_EXCERTO DO DOCUMENTO_

Kenton Jarvis, executivo da companhia aérea, afirmou que a transportadora tinha escrito aos Estados-Membros da UE solicitando alterações temporárias ao Sistema de Entrada/Saída (EES) recentemente introduzido, que exige que os viajantes de países terceiros registem as suas impressões digitais e digitalizações faciais nos pontos de controlo automáticos.
Este apelo centra-se particularmente em Espanha e Portugal, dois dos destinos mais populares para os turistas britânicos, onde o congestionamento nos aeroportos se tornou cada vez mais grave desde que o sistema foi totalmente implementado no mês passado.
O executivo afirmou que Bruxelas já tinha dado autorização aos países para suspenderem o processo automatizado sempre que necessário para aliviar a pressão nos aeroportos, mas apenas um pequeno número de países tinha actuado. Acrescentou que a Grécia tinha suspendido a utilização da tecnologia, enquanto a Itália tinha introduzido isenções limitadas em alguns aeroportos, mas muitos outros países continuaram a insistir nos controlos completos, apesar das crescentes perturbações.
De acordo com o diretor da easyJet, os atrasos levaram os passageiros a perder voos e a passar horas nas filas dos aeroportos no início e no fim das suas férias.

(Registos guardados)
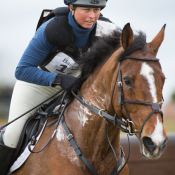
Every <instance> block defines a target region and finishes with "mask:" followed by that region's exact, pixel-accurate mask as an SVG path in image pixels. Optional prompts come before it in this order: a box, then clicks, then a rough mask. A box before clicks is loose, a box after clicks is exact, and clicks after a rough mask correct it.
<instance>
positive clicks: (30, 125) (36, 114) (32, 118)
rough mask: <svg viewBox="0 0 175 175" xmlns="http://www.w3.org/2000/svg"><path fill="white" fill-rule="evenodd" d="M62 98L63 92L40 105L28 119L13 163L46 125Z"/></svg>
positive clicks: (17, 147)
mask: <svg viewBox="0 0 175 175" xmlns="http://www.w3.org/2000/svg"><path fill="white" fill-rule="evenodd" d="M61 99H62V94H61V95H60V96H58V97H57V98H56V99H54V100H52V101H51V102H50V103H49V104H47V105H43V106H42V107H40V109H39V110H38V111H37V112H36V113H35V115H34V116H32V117H30V118H29V119H28V120H27V122H26V123H25V125H24V128H23V130H22V133H21V136H20V139H19V142H18V145H17V148H16V150H15V153H14V156H13V161H12V163H14V162H15V161H16V159H17V158H18V157H19V156H20V155H21V153H23V151H24V149H25V148H26V146H27V145H28V143H29V142H30V141H31V140H32V137H33V136H35V135H36V134H38V131H39V130H40V128H41V127H42V126H43V125H44V123H45V121H46V120H47V119H48V118H49V116H50V114H51V113H52V111H53V109H54V108H55V107H56V106H57V105H59V104H60V101H61Z"/></svg>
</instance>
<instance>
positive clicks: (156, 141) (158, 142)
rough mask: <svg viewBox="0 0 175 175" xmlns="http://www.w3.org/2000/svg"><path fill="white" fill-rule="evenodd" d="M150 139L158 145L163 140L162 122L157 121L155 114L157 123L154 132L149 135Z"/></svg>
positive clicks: (157, 145) (162, 126)
mask: <svg viewBox="0 0 175 175" xmlns="http://www.w3.org/2000/svg"><path fill="white" fill-rule="evenodd" d="M151 139H152V141H153V142H154V143H155V144H156V145H157V146H158V145H160V144H161V143H162V142H163V140H164V136H163V126H162V123H161V122H160V121H159V118H158V116H157V124H156V127H155V130H154V132H153V133H152V135H151Z"/></svg>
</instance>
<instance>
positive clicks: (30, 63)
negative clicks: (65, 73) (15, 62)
mask: <svg viewBox="0 0 175 175" xmlns="http://www.w3.org/2000/svg"><path fill="white" fill-rule="evenodd" d="M51 20H52V19H51ZM49 21H50V20H49ZM49 21H47V22H46V23H44V24H43V25H42V26H41V27H40V28H39V29H38V30H37V32H36V33H35V35H34V37H33V38H32V40H31V41H30V43H29V45H28V47H27V48H26V50H25V52H24V53H23V55H22V57H21V60H20V62H19V64H18V66H17V68H16V71H15V77H16V78H17V79H18V80H22V81H26V82H29V83H34V84H38V85H43V86H52V82H53V80H54V79H55V77H56V75H57V74H56V73H50V72H46V71H43V70H41V69H38V68H37V67H38V66H39V65H40V63H41V62H42V61H43V60H44V59H45V58H46V56H47V55H48V54H49V53H50V52H53V51H55V50H56V48H57V46H54V45H52V44H50V43H49V42H48V41H47V39H46V36H45V27H46V25H47V23H48V22H49Z"/></svg>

_O QUE FAZER_
**a.** Segundo a notícia sobre o Sistema de Entrada/Saída, que país suspendeu a utilização da tecnologia?
**b.** Enumere todos os países referidos pelo nome na notícia sobre o Sistema de Entrada/Saída.
**c.** Prolongue a notícia sobre o Sistema de Entrada/Saída a partir da sua última frase.
Os registos têm outra origem.

_RESPOSTAS NUMERADAS_
**a.** A Grécia.

**b.** Espanha, Portugal, Grécia e Itália.

**c.**
Criticou a gestão da situação em vários aeroportos europeus, afirmando que um grande número de passageiros estava a ser encaminhado para um número limitado de portas automatizadas, enquanto os balcões de passaportes tradicionais continuavam com pouco pessoal ou não eram utilizados.
O diretor da easyJet acrescentou que a companhia aérea tinha tentado atrasar as partidas sempre que possível para os passageiros retidos, embora as restrições operacionais significassem que os aviões não podiam ser retidos indefinidamente.
O responsável lamenta que o prolongamento dos atrasos possa perturbar os voos posteriores e impedir que as tripulações concluam os serviços programados dentro do horário de trabalho permitido.
Kendon Jarvis defendeu também que os países fortemente dependentes do turismo deveriam adotar uma abordagem mais flexível, sugerindo que a Grécia tinha reconhecido os benefícios económicos da simplificação das chegadas para os visitantes.
O sistema EES, concebido para reforçar a segurança nas fronteiras e controlar as estadias em excesso de nacionais de países terceiros, tem sido alvo de críticas desde o seu lançamento devido a problemas técnicos e a longos períodos de processamento nos principais centros de viagens.